• _What to work on_
Every entry in the following data should be output exactly.

Referring expression grounding data
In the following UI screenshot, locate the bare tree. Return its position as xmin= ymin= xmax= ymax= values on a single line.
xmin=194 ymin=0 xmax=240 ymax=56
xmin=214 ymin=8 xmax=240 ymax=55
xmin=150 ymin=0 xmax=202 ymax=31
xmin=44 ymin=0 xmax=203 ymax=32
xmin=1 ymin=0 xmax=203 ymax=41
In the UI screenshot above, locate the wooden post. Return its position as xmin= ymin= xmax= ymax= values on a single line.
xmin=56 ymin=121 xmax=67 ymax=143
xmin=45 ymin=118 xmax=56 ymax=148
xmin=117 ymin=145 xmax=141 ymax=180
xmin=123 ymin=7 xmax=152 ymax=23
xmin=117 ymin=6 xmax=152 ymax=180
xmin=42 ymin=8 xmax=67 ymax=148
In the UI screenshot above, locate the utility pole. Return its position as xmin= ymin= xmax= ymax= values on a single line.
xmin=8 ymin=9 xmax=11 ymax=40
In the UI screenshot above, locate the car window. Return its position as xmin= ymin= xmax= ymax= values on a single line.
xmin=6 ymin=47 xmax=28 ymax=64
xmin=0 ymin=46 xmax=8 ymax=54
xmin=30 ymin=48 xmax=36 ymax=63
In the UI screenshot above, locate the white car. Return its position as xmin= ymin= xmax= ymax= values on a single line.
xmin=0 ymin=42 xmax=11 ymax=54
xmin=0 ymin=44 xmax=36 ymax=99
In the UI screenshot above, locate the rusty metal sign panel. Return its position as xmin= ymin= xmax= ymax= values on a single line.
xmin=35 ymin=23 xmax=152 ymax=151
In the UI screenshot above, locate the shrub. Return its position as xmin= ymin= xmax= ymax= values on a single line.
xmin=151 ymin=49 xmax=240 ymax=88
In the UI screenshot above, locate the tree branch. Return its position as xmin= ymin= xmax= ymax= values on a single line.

• _Answer_
In the following UI screenshot, locate the bare tree. Return its position as xmin= ymin= xmax= ymax= values on a single line.
xmin=194 ymin=0 xmax=240 ymax=56
xmin=214 ymin=8 xmax=240 ymax=55
xmin=150 ymin=0 xmax=202 ymax=31
xmin=44 ymin=0 xmax=203 ymax=32
xmin=1 ymin=0 xmax=203 ymax=41
In the UI screenshot above, locate the wooden post. Return its position as xmin= ymin= xmax= ymax= values on a single line.
xmin=56 ymin=121 xmax=67 ymax=143
xmin=45 ymin=118 xmax=56 ymax=148
xmin=117 ymin=145 xmax=141 ymax=180
xmin=123 ymin=7 xmax=152 ymax=23
xmin=117 ymin=6 xmax=152 ymax=180
xmin=42 ymin=8 xmax=67 ymax=148
In the UI screenshot above, locate the utility pole. Return its position as xmin= ymin= xmax= ymax= values on a single line.
xmin=8 ymin=9 xmax=11 ymax=40
In the UI screenshot above, locate the car window. Return its position as xmin= ymin= xmax= ymax= values on a single line.
xmin=6 ymin=47 xmax=28 ymax=64
xmin=0 ymin=46 xmax=8 ymax=54
xmin=30 ymin=48 xmax=36 ymax=63
In the UI screenshot above, locate the white car. Return its position as xmin= ymin= xmax= ymax= values on a single line.
xmin=0 ymin=42 xmax=11 ymax=54
xmin=0 ymin=44 xmax=36 ymax=99
In the UI screenshot above, locate the rusty metal sign panel. Return its position as xmin= ymin= xmax= ymax= values on a single line.
xmin=35 ymin=23 xmax=152 ymax=151
In the UI screenshot above, locate the shrub. Return its position as xmin= ymin= xmax= ymax= values on a single line.
xmin=151 ymin=49 xmax=240 ymax=88
In the UI screenshot above, locate the tree branch. Return its position as xmin= ymin= xmax= ymax= values on a single line.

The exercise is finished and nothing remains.